FRAGMENTO SELECCIONADO:
"Elogio de Ernesto de la Peña al otorgársele, de manera póstuma, por el Senado de la República, la Medalla Belisario Domínguez ", por Jaime Labastida, director de la Academia Mexicana de la Lengua

Lunes, 19 de Noviembre de 2012
"Elogio de Ernesto de la Peña al otorgársele, de manera póstuma, por el Senado de la República, la Medalla Belisario Domínguez ", por Jaime Labastida, director de la Academia Mexicana de la Lengua
Foto: Academia Mexicana de la Lengua

Elogio de Ernesto de la Peña
al otorgársele, de manera póstuma,
por el Senado de la República,
la Medalla Belisario Domínguez

Por Jaime Labastida

Señor Presidente de la Cámara de Senadores
Señor Presidente de la Cámara de Diputados
Señor Presidente de la Suprema Corte de Justicia
Señoras y señores

Debo confesar que mi primera reacción fue de sorpresa. ¿Cómo, me dije, mi amigo Ernesto de la Peña ha sido propuesto a la Medalla Belisario Domínguez? Creo, me dije otra vez, que esta Medalla se otorga a luchadores sociales, a personas que han levantado su voz contra la injusticia; a personas que, a semejanza de don Belisario Domínguez, se oponen a los tiranos y ejercen, con riesgo de su vida, la libertad de expresión en su más alto grado. Es imposible, me dije una vez más, que esa Medalla le sea otorgada a un humanista como Ernesto de la Peña, un hombre que, por si lo anterior fuera poco, parecía inmune a los dictados de la política activa; que le placía encerrarse entre libros, estudiar manuscritos, escarbar en lenguas antiguas.

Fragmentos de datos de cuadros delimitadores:
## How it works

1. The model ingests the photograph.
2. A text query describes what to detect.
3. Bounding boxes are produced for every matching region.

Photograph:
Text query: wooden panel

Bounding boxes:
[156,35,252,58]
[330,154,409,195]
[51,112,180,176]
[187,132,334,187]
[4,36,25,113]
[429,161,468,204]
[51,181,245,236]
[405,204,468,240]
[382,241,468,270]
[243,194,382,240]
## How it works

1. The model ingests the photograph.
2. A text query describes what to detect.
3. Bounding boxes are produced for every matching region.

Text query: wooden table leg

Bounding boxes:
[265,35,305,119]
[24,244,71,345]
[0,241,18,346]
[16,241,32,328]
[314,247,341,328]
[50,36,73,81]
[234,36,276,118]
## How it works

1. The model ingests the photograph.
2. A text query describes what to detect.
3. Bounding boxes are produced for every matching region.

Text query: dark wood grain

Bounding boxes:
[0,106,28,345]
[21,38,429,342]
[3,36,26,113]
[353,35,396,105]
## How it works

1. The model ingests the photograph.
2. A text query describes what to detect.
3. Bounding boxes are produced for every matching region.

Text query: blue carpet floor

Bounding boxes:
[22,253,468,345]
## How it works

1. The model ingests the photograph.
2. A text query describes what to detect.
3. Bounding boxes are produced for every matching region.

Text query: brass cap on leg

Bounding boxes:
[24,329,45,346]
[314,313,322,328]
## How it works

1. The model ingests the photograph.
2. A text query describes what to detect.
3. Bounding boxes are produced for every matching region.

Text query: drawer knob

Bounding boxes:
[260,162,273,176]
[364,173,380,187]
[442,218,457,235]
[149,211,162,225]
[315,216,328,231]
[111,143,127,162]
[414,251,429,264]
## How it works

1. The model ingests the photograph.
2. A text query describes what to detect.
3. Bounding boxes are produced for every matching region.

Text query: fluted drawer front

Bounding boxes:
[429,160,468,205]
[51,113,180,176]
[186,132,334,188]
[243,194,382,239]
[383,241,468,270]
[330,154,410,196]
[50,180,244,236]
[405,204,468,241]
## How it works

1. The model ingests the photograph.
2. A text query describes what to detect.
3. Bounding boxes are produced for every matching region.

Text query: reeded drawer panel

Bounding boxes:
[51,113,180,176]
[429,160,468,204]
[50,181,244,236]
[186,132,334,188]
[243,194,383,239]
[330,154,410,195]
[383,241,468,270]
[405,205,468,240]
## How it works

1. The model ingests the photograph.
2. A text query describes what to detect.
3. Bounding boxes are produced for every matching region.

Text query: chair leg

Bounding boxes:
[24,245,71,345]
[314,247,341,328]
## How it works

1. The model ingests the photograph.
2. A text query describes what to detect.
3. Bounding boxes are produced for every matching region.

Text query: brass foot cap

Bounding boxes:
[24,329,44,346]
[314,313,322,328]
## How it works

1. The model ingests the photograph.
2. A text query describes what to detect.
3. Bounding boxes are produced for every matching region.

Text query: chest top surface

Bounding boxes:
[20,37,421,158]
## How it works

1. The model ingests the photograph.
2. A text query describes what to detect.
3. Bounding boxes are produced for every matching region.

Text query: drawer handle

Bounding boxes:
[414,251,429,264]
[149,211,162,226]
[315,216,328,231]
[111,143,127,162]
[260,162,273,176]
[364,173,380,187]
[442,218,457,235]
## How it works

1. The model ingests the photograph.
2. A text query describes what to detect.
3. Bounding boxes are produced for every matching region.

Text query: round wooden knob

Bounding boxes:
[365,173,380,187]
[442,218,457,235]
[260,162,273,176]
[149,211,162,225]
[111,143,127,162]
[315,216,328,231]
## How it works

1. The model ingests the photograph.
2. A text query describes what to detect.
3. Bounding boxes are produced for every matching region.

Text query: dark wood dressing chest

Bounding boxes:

TAREAS:
1. Copia del elogio de Ernesto de la Peña el pasaje que va desde "Debo confesar que" hasta "en lenguas antiguas.", ambos incluidos.
2. Prosigue el elogio de Ernesto de la Peña a partir de su última oración.
Los registros no tienen ninguna relación con el elogio de Ernesto de la Peña.

RESPUESTAS ESCRITAS:
1.
Debo confesar que mi primera reacción fue de sorpresa. ¿Cómo, me dije, mi amigo Ernesto de la Peña ha sido propuesto a la Medalla Belisario Domínguez? Creo, me dije otra vez, que esta Medalla se otorga a luchadores sociales, a personas que han levantado su voz contra la injusticia; a personas que, a semejanza de don Belisario Domínguez, se oponen a los tiranos y ejercen, con riesgo de su vida, la libertad de expresión en su más alto grado. Es imposible, me dije una vez más, que esa Medalla le sea otorgada a un humanista como Ernesto de la Peña, un hombre que, por si lo anterior fuera poco, parecía inmune a los dictados de la política activa; que le placía encerrarse entre libros, estudiar manuscritos, escarbar en lenguas antiguas.

2.
A esa primera reacción de sorpresa le sucedió otra, mayor y tal vez de signo contrario, un sentimiento, lo diré así, de inmensa alegría, al saber que el Senado de la República le había concedido la Medalla Belisario Domínguez correspondiente a este año de 2012, el año en que falleció, a Ernesto de la Peña.

Quise entender la razón, examinar la causa de este hecho (insólito, para mí). Sé que en otras ocasiones el Senado de la República ha distinguido la tarea de los intelectuales que contribuyeron, con su pensamiento y con su acción, a resolver los graves asuntos de la res publica. Pero no es el caso de Ernesto de la Peña, hombre que parecía hecho de alguna materia extraña, ajena desde luego a los problemas inmediatos y, más aún, a los temas de la política; que semejaba vivir en otra época y que, sin embargo, tenía los pies bien puestos en la Tierra.

Ernesto de la Peña gozaba al leer un texto en sánscrito, al traducir del griego antiguo a los filósofos presocráticos, al hurgar en los escritos de Rabelais, de Villon o de Proust. Pero también amaba la música moderna y el buen vino y los refranes del pueblo mexicano. Era, acaso, lo que podría llamarse un buen ciudadano, sin otro adjetivo más, que acudía a votar, tal vez sin demasiado entusiasmo; que pagaba sus obligaciones fiscales de modo puntual; que cumplía con sus deberes cívicos, podría decirse así, sin que eso le causara mayor placer ni lo distinguiera, por ello solo, de otros ciudadanos, tan comunes, pues, y tan corrientes como él. ¿Por qué, repito mi pregunta, el Senado de la República le concede la Medalla Belisario Domínguez a un hombre así, sumido en sus estudios humanísticos?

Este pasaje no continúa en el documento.